Ability to perceive and ability to approach or be approachable
‘Ability to perceive’ relates to patients perceiving the need for care and their perceptions about potential engagement with services, mediated by expectations and trust. ‘Ability to approach and be approachable’ includes both staff’s ability to approach patients via outreach and their approachability, shaped by information available to patients about services and transparency of care processes.11
Approachability of services was affected by general practices’ efforts to control practice space(s) to reduce COVID-19 spread. Associated changes to access arrangements, particularly increased remote consultations and care navigation, were seen by some patients as exceptional rather than a direction of travel dramatically accelerated by the pandemic. Some patients appreciated the increased flexibility associated with remote appointments; others found the emphasis on the technology, systems and processes associated with them—particularly telephone and online appointment request tools—reduced approachability (A823k, FG(07/22)).
There was a sense expressed by some patients that they no longer knew the expectations of them as patients, which reflects the concept and theory of candidacy,23 and found the array of options for engaging with their practice overwhelming. This created unpredictability about what would happen, often seen through the ‘COVID-19-related changes’ lens, and contrasted with simpler, more predictable arrangements pre-pandemic such as arriving at the practice, taking a numbered ticket and waiting (A2246, FG(06/22)). This connected to a broader narrative that, by mid-2022, the pandemic was being used as an excuse for introducing access and service delivery arrangements which were unsatisfactory for patients but preferable to staff in general practice.

[Region pointing data]
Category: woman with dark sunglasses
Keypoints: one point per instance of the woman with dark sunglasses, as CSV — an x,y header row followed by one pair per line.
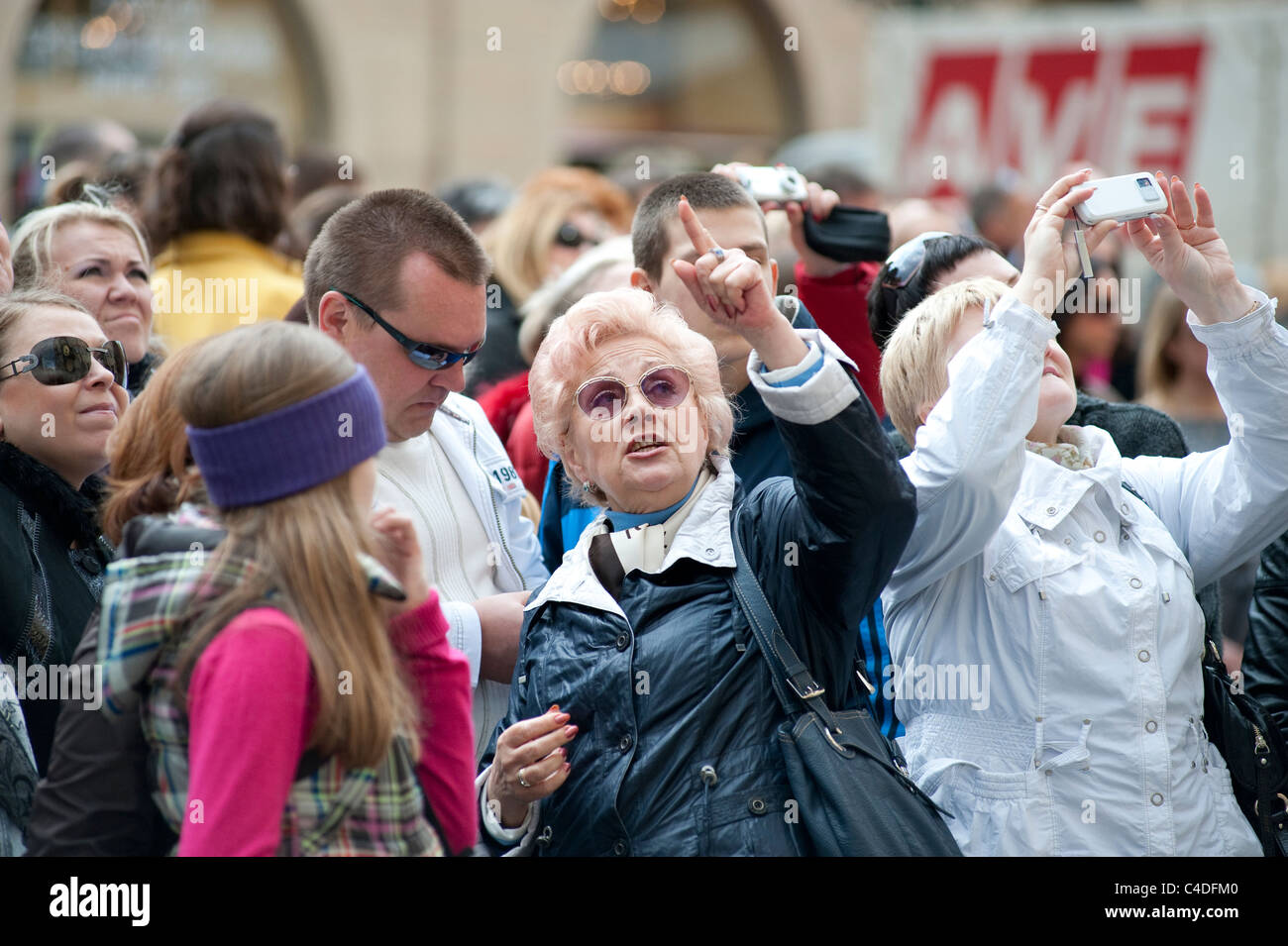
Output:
x,y
60,394
643,718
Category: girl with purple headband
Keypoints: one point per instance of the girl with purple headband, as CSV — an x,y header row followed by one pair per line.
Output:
x,y
297,697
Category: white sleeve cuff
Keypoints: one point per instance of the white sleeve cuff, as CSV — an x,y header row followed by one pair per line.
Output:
x,y
523,835
465,633
805,366
1243,336
822,396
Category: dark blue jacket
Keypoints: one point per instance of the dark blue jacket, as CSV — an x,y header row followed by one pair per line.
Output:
x,y
758,455
661,680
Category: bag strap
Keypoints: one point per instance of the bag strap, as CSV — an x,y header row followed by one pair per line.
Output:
x,y
785,665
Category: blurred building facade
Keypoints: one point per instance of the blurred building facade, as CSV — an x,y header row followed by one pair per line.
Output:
x,y
932,99
417,91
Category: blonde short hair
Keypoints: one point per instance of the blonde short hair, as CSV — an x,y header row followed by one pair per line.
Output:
x,y
914,364
34,237
570,348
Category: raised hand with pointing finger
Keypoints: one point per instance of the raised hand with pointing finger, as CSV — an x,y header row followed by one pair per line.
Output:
x,y
730,287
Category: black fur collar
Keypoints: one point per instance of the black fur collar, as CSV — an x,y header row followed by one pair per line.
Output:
x,y
73,515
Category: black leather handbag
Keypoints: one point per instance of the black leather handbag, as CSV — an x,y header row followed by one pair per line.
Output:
x,y
1253,751
851,783
1250,744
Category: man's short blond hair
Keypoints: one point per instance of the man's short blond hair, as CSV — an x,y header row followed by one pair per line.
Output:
x,y
914,364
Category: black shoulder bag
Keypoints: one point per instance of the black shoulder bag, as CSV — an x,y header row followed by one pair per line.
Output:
x,y
851,783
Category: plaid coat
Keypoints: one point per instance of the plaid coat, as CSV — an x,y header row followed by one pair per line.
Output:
x,y
330,809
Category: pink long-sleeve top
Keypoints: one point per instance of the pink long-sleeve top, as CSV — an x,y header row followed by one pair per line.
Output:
x,y
252,705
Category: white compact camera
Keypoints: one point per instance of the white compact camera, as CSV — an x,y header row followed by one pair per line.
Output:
x,y
778,184
1126,197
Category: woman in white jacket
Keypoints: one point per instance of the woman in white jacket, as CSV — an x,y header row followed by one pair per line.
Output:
x,y
1060,576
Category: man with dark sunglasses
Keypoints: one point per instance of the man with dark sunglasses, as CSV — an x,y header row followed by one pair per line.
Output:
x,y
399,280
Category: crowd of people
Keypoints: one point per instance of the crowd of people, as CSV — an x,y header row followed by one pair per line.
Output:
x,y
348,521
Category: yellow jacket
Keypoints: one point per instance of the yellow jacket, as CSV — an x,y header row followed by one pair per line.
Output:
x,y
209,280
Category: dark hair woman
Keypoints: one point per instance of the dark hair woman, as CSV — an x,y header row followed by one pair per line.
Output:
x,y
215,203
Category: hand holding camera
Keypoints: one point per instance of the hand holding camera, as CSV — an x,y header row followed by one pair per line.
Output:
x,y
1050,263
825,236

▶ THINGS TO DO:
1. List the steps of the simpler, more predictable pre-pandemic arrangement that the passage on patient access to general practice during COVID-19 gives as an example.
2. Extend the passage on patient access to general practice during COVID-19, starting after its final sentence.

▶ ANSWER LIST:
1. Arriving at the practice, taking a numbered ticket, and waiting.

2.
“And they keep blaming it all on COVID which is not an excuse anymore. Because we’ve learned to live with it now, haven’t we? You know, if hospitals can see patients face-to-face now and you’re going in and your seeing doctors in there. Why can’t surgeries start doing the same? You know, face-to-face now. And actually seeing patients. Getting the ball rolling back again as normality has gone back.”(A62EP, FG(07/22), Patient 2)
Some patients noted that systemic challenges (eg, pressures on health services and recruitment issues) were at least in part responsible for current access arrangements (A72mm, FG(07/22); A2246, FG(06/22)), but this should not prevent their needs being recognised by their practices (A72mm, FG(07/22)). A group of mainly older patients from a minority ethnic group, many with limited English proficiency, expressed a belief that their GPs were deliberately restricting their access. Some felt they were perceived as less important because they were older (A2246, FG(06/22)). Other patients thought GPs were primarily working from home (A62EP, FG(07/22)). A practice manager (PM) interviewee speculated that this erroneous perception—and similarly that the practice’s doors were ‘shut’—could be traced to national media messaging framing general practices as closed or that GPs were being lazy or ‘hiding behind their screens’ (A12py, Int(07/22), PM).
This highlighted a gap between patient and staff ‘realities of access’, co-existing and interacting particularly within the dimension of ‘Perceive and Approach’ and mediating the extent to which human fit was realised. Closely related was a sense from staff that the pandemic had fundamentally shifted patient expectations towards a more consumerist–‘Amazon-ified’–mindset where they should be able to access care they want, in their desired mode, virtually immediately (A12py, Int(07/22), PM). At this time, practices were struggling to cope with increased demand, managing staff absence, and recruitment and funding challenges. Some practice and PCN staff did talk about outreach services they had offered (eg, to people unhoused) but noted less ‘bandwidth’ to provide such proactive services or encourage patients to attend screening appointments.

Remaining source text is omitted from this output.